• **TEXT EXCERPT**:
=== Section Start ===

Stepping into Your Loved-Ones Reality: Is it lying or compassion?

Vicky Pitner   -  

Who doesn’t enjoy being surrounded by people who make you feel understood and supported? The need to be validated is important to everyone, especially to those living with memory loss. But so often, care partners, friends, family, and even professionals who support people living with dementia or Alzheimer’s disease lack the understanding of the importance of recognizing that people with memory loss have thoughts, feelings, concerns, and wishes that need to be understood and validated.

At one time, “reality orientation” was the most common form of communicating with people living with dementia. The purpose of reality orientation is to disrupt cognitive decline by stimulating the confused individual by reinforcing name, date, time, and other facts. Trying to orient a person with significant memory loss is asking the person to do something they are not capable of.  Early on, “nursing homes” used colorful calendars and large clocks in each room so every time staff or family member entered the room, the person was prompted to be “grounded” in reality. Unfortunately this only caused distress and behavioral symptoms, as the person was really being asked to be in our reality. This still happens today with family members or caregivers who do not understand the importance of entering their reality, and arguments are constant.

=== Section End ===

• **SOURCE DATA**:

=== Section Start ===

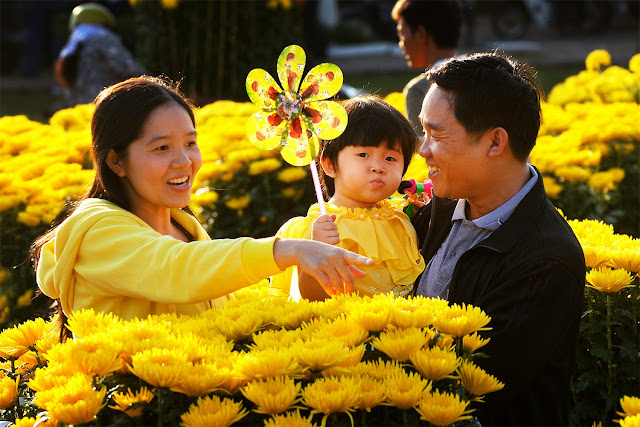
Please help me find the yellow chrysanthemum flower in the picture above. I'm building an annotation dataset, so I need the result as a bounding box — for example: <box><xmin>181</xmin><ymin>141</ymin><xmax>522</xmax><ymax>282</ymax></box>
<box><xmin>629</xmin><ymin>53</ymin><xmax>640</xmax><ymax>73</ymax></box>
<box><xmin>462</xmin><ymin>332</ymin><xmax>491</xmax><ymax>353</ymax></box>
<box><xmin>180</xmin><ymin>396</ymin><xmax>249</xmax><ymax>427</ymax></box>
<box><xmin>619</xmin><ymin>414</ymin><xmax>640</xmax><ymax>427</ymax></box>
<box><xmin>278</xmin><ymin>167</ymin><xmax>307</xmax><ymax>184</ymax></box>
<box><xmin>458</xmin><ymin>361</ymin><xmax>504</xmax><ymax>397</ymax></box>
<box><xmin>584</xmin><ymin>49</ymin><xmax>611</xmax><ymax>71</ymax></box>
<box><xmin>371</xmin><ymin>328</ymin><xmax>427</xmax><ymax>362</ymax></box>
<box><xmin>610</xmin><ymin>247</ymin><xmax>640</xmax><ymax>274</ymax></box>
<box><xmin>0</xmin><ymin>317</ymin><xmax>51</xmax><ymax>359</ymax></box>
<box><xmin>433</xmin><ymin>304</ymin><xmax>491</xmax><ymax>338</ymax></box>
<box><xmin>411</xmin><ymin>346</ymin><xmax>460</xmax><ymax>381</ymax></box>
<box><xmin>385</xmin><ymin>372</ymin><xmax>431</xmax><ymax>409</ymax></box>
<box><xmin>129</xmin><ymin>348</ymin><xmax>188</xmax><ymax>388</ymax></box>
<box><xmin>109</xmin><ymin>387</ymin><xmax>154</xmax><ymax>418</ymax></box>
<box><xmin>416</xmin><ymin>390</ymin><xmax>473</xmax><ymax>426</ymax></box>
<box><xmin>586</xmin><ymin>267</ymin><xmax>633</xmax><ymax>293</ymax></box>
<box><xmin>618</xmin><ymin>396</ymin><xmax>640</xmax><ymax>417</ymax></box>
<box><xmin>171</xmin><ymin>363</ymin><xmax>231</xmax><ymax>397</ymax></box>
<box><xmin>36</xmin><ymin>377</ymin><xmax>107</xmax><ymax>424</ymax></box>
<box><xmin>240</xmin><ymin>376</ymin><xmax>302</xmax><ymax>415</ymax></box>
<box><xmin>302</xmin><ymin>377</ymin><xmax>358</xmax><ymax>425</ymax></box>
<box><xmin>264</xmin><ymin>409</ymin><xmax>317</xmax><ymax>427</ymax></box>
<box><xmin>291</xmin><ymin>339</ymin><xmax>349</xmax><ymax>371</ymax></box>
<box><xmin>234</xmin><ymin>348</ymin><xmax>303</xmax><ymax>381</ymax></box>
<box><xmin>0</xmin><ymin>377</ymin><xmax>20</xmax><ymax>409</ymax></box>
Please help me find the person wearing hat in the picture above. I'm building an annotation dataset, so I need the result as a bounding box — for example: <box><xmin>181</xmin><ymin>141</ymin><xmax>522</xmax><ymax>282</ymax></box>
<box><xmin>54</xmin><ymin>3</ymin><xmax>145</xmax><ymax>106</ymax></box>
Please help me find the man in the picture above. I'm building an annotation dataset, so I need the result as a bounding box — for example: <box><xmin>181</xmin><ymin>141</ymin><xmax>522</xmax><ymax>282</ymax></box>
<box><xmin>391</xmin><ymin>0</ymin><xmax>462</xmax><ymax>136</ymax></box>
<box><xmin>413</xmin><ymin>53</ymin><xmax>585</xmax><ymax>426</ymax></box>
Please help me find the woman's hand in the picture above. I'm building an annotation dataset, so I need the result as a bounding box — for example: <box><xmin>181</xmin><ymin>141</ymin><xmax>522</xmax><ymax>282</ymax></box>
<box><xmin>273</xmin><ymin>239</ymin><xmax>373</xmax><ymax>295</ymax></box>
<box><xmin>311</xmin><ymin>215</ymin><xmax>340</xmax><ymax>245</ymax></box>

=== Section End ===

• **ACTION ITEM**: Transcribe the passage of the dementia care article that begins with "Stepping into Your" and ends after "understood and validated.".

• **RESPONSE TO THE EXERCISE**:
Stepping into Your Loved-Ones Reality: Is it lying or compassion?

Vicky Pitner   -  

Who doesn’t enjoy being surrounded by people who make you feel understood and supported? The need to be validated is important to everyone, especially to those living with memory loss. But so often, care partners, friends, family, and even professionals who support people living with dementia or Alzheimer’s disease lack the understanding of the importance of recognizing that people with memory loss have thoughts, feelings, concerns, and wishes that need to be understood and validated.